Transcribe exactly the line that contains "Would you be so kind as to detect the white ceramic" and every line after it through the end of the records, with nothing else.
(DATA FOR THIS TASK Opens)
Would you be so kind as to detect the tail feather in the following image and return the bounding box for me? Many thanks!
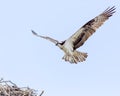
[62,51,88,64]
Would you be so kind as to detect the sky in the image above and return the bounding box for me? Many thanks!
[0,0,120,96]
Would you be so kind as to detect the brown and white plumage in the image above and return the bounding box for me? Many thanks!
[32,6,116,64]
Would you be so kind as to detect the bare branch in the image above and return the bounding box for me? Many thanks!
[39,90,44,96]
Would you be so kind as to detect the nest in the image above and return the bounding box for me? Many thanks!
[0,79,44,96]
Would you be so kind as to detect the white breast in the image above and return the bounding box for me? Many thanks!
[62,40,74,55]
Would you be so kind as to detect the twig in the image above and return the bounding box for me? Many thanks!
[39,90,44,96]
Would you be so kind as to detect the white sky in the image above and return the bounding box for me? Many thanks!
[0,0,120,96]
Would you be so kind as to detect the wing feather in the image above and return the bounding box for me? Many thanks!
[66,6,116,50]
[32,30,59,45]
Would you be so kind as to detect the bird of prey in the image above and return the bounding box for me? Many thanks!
[32,6,116,64]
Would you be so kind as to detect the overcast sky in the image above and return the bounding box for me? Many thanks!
[0,0,120,96]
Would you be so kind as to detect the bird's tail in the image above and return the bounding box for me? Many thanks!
[62,51,88,64]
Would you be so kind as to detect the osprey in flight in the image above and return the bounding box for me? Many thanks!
[32,6,116,64]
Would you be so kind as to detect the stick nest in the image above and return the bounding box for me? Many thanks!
[0,79,44,96]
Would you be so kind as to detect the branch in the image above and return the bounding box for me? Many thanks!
[39,90,44,96]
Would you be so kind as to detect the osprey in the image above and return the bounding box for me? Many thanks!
[32,6,116,64]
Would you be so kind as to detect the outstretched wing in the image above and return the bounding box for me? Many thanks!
[31,30,59,45]
[67,6,116,50]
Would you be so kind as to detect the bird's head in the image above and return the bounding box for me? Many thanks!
[55,40,66,49]
[56,40,65,45]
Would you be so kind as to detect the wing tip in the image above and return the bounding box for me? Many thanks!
[31,30,38,35]
[103,6,116,17]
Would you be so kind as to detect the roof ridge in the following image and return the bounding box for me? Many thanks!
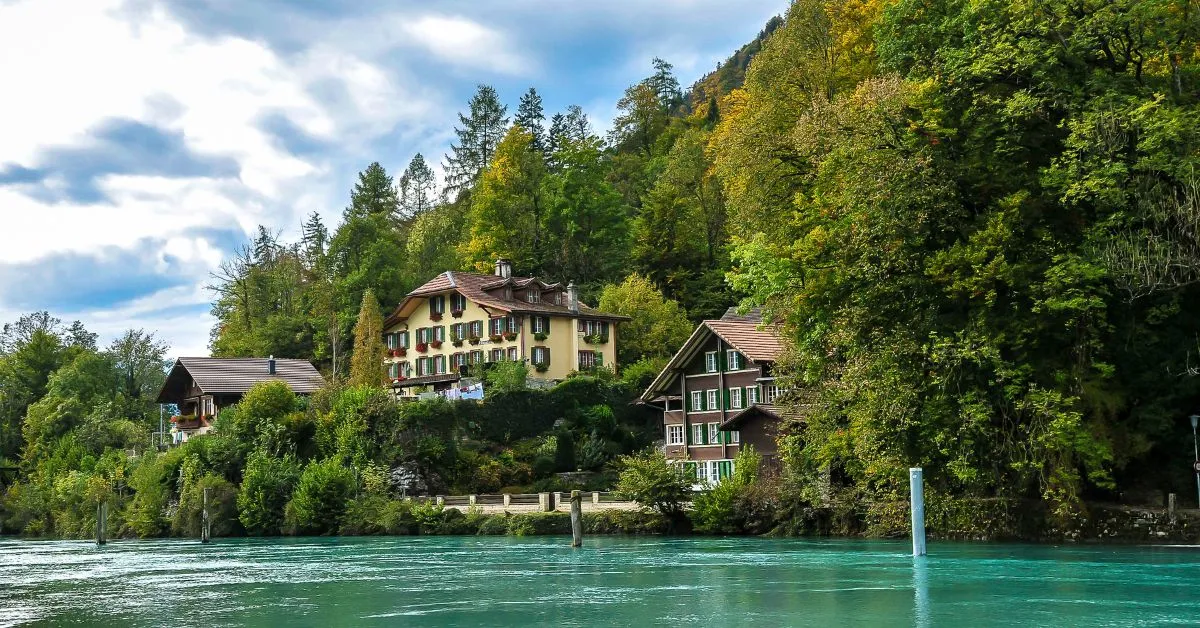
[446,270,457,288]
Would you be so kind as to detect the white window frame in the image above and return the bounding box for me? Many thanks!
[666,425,684,445]
[532,316,547,334]
[726,350,742,370]
[730,430,740,444]
[507,347,518,361]
[527,290,540,303]
[746,385,759,405]
[705,351,718,373]
[708,422,719,444]
[764,384,779,403]
[706,389,718,411]
[690,390,703,412]
[692,423,705,445]
[729,387,743,410]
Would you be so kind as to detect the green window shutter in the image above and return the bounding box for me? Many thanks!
[718,461,731,480]
[685,423,692,445]
[723,389,730,410]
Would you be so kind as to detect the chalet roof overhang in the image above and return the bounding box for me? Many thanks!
[156,357,325,404]
[639,320,785,401]
[718,403,803,431]
[389,373,460,389]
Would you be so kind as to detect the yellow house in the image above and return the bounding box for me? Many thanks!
[382,259,628,397]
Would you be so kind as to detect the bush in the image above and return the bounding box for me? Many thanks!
[507,512,570,535]
[691,446,761,534]
[614,449,691,517]
[173,474,239,538]
[284,457,355,535]
[238,450,300,535]
[583,510,671,534]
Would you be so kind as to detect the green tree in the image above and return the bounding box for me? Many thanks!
[597,274,692,366]
[349,289,386,389]
[397,153,439,223]
[463,125,548,273]
[284,456,356,535]
[238,450,300,535]
[614,449,691,517]
[445,84,510,195]
[515,87,547,155]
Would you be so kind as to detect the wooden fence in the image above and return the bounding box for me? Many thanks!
[414,492,640,514]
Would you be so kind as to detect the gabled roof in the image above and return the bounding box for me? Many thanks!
[156,357,326,403]
[718,403,804,431]
[640,309,785,401]
[385,271,629,327]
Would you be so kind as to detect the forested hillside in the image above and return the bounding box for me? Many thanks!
[5,0,1200,538]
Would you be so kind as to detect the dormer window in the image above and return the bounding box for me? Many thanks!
[429,295,445,314]
[527,290,540,303]
[554,292,562,305]
[504,286,513,300]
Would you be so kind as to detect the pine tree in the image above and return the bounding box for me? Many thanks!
[444,85,509,195]
[397,153,438,222]
[548,105,590,170]
[349,289,386,388]
[515,87,547,156]
[300,212,329,269]
[345,162,399,219]
[649,57,683,112]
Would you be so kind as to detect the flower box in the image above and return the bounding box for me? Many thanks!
[452,339,464,347]
[416,342,428,353]
[533,362,550,373]
[584,333,609,345]
[533,332,548,342]
[489,334,503,343]
[468,336,481,345]
[503,332,518,341]
[391,349,403,357]
[430,312,443,322]
[451,309,464,318]
[430,340,443,349]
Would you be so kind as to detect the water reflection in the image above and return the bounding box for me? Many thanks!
[913,555,929,628]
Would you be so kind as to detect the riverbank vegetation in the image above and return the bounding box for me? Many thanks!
[6,0,1200,538]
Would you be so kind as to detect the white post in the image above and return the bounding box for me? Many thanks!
[910,467,926,557]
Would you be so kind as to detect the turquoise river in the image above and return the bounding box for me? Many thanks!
[1,536,1198,626]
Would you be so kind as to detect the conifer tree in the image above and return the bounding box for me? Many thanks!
[300,212,328,267]
[515,87,547,155]
[345,162,399,219]
[397,153,438,222]
[444,85,509,195]
[349,289,386,388]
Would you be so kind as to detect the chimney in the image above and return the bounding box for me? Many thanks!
[567,281,579,313]
[494,258,512,278]
[268,355,276,375]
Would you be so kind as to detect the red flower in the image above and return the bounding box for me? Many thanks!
[430,312,443,322]
[451,309,464,318]
[430,340,443,349]
[416,342,428,352]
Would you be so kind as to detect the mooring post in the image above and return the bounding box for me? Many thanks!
[201,487,211,544]
[1169,493,1178,523]
[570,490,583,548]
[95,499,107,546]
[910,467,926,557]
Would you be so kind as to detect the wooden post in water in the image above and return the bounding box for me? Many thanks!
[570,490,583,548]
[910,467,926,557]
[200,487,211,544]
[95,499,107,545]
[1169,493,1178,523]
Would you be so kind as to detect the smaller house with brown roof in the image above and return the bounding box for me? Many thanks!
[156,357,325,443]
[640,308,792,487]
[381,259,629,397]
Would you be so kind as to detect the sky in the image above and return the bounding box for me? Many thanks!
[0,0,786,359]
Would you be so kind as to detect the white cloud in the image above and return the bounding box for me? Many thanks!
[399,15,531,76]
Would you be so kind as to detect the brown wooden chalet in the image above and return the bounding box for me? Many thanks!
[640,308,793,486]
[156,357,325,441]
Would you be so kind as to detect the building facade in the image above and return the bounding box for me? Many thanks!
[382,259,628,397]
[640,308,790,487]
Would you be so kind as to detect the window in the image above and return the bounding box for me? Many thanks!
[532,316,548,334]
[692,423,705,445]
[705,351,718,373]
[707,461,720,484]
[707,389,718,411]
[726,350,742,370]
[451,353,466,370]
[386,333,396,349]
[489,348,505,362]
[578,350,597,370]
[470,320,483,337]
[746,385,760,405]
[531,346,550,365]
[554,292,562,305]
[415,358,426,376]
[429,295,445,314]
[507,347,518,361]
[389,362,399,378]
[764,384,780,403]
[506,315,519,333]
[527,290,540,303]
[708,422,719,444]
[690,390,703,411]
[470,350,484,364]
[729,387,743,410]
[667,425,684,445]
[434,355,445,374]
[729,430,740,444]
[490,318,505,336]
[579,320,609,337]
[451,293,467,311]
[399,331,409,348]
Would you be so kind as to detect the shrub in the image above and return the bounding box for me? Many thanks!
[284,457,355,535]
[238,450,300,535]
[691,446,761,534]
[583,510,671,535]
[507,512,570,536]
[173,474,239,538]
[614,449,691,517]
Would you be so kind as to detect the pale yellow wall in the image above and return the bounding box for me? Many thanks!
[383,287,620,386]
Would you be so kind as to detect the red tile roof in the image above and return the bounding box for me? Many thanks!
[704,320,786,363]
[386,271,629,326]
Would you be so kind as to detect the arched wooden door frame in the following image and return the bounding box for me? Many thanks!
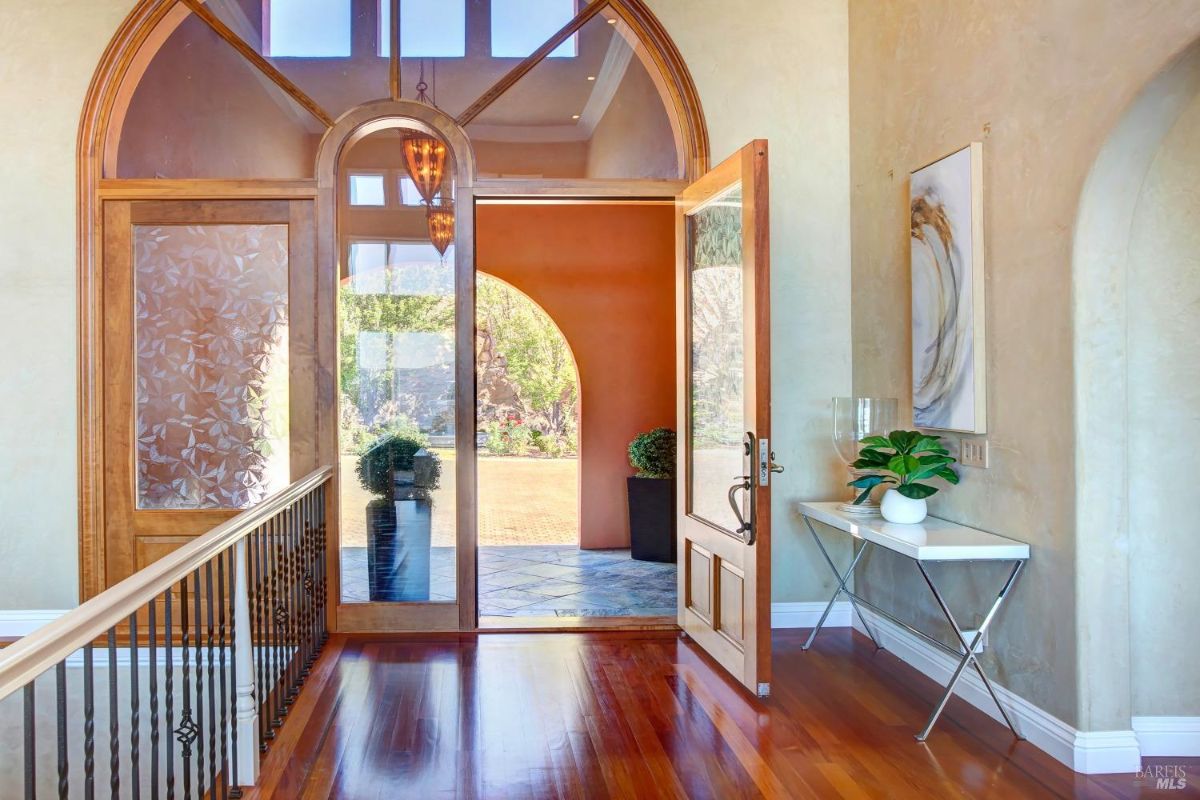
[77,0,710,613]
[317,101,478,630]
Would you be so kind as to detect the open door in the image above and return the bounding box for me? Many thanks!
[676,141,775,697]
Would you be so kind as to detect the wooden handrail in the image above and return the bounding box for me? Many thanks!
[0,466,332,703]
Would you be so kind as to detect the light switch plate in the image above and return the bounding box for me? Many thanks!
[960,438,989,468]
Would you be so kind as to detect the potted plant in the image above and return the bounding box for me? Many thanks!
[847,430,958,524]
[626,427,677,562]
[357,431,441,600]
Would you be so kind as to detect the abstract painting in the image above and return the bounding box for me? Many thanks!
[910,143,986,433]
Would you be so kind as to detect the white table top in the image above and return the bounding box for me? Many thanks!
[798,502,1030,561]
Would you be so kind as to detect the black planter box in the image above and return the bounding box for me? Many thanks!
[627,477,677,563]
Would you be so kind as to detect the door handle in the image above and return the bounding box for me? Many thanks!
[727,476,755,545]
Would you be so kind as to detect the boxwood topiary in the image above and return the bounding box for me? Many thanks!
[357,432,440,498]
[628,428,677,479]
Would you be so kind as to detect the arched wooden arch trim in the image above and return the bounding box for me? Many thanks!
[77,0,709,601]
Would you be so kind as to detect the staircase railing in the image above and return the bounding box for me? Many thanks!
[0,466,333,799]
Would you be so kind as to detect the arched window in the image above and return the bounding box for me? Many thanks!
[78,0,707,627]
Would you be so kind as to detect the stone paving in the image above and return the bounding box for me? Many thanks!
[341,545,677,617]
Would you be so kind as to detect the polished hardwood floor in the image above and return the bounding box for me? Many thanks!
[246,629,1199,799]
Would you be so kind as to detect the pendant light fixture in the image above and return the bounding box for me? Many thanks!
[426,200,455,257]
[402,59,448,205]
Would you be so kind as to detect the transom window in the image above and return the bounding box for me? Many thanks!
[348,173,387,206]
[379,0,467,58]
[492,0,578,58]
[265,0,352,58]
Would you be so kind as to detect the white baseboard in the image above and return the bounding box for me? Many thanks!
[852,608,1142,774]
[1133,716,1200,757]
[0,609,67,638]
[770,601,850,629]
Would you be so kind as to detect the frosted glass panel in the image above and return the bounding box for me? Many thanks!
[135,224,291,509]
[687,185,744,532]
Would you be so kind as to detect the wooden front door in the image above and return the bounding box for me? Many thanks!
[98,198,318,589]
[675,141,774,696]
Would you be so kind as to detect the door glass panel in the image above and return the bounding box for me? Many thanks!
[134,224,291,509]
[687,184,744,532]
[466,7,682,179]
[338,124,458,604]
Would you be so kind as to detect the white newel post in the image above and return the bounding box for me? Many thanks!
[234,538,260,786]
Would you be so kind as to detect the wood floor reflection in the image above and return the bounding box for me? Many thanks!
[246,630,1200,799]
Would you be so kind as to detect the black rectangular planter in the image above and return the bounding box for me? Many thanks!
[627,477,677,563]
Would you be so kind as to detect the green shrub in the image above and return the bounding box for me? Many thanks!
[483,415,533,456]
[356,431,439,498]
[628,428,676,479]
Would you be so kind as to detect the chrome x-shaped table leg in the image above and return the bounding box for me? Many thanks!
[802,516,881,651]
[914,560,1026,742]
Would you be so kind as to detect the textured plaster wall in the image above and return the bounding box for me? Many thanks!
[646,0,852,603]
[849,0,1200,727]
[0,0,133,609]
[1126,91,1200,718]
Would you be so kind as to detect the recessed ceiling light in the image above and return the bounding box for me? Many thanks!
[607,18,617,24]
[572,114,581,120]
[587,75,596,81]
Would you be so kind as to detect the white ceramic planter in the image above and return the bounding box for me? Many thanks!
[880,488,928,524]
(DATA FOR THIS TASK Closes)
TASK ANSWER:
Would you be so kind as to detect the white ceramic planter in the image above and return the bounding box for me? Many thanks!
[880,488,928,524]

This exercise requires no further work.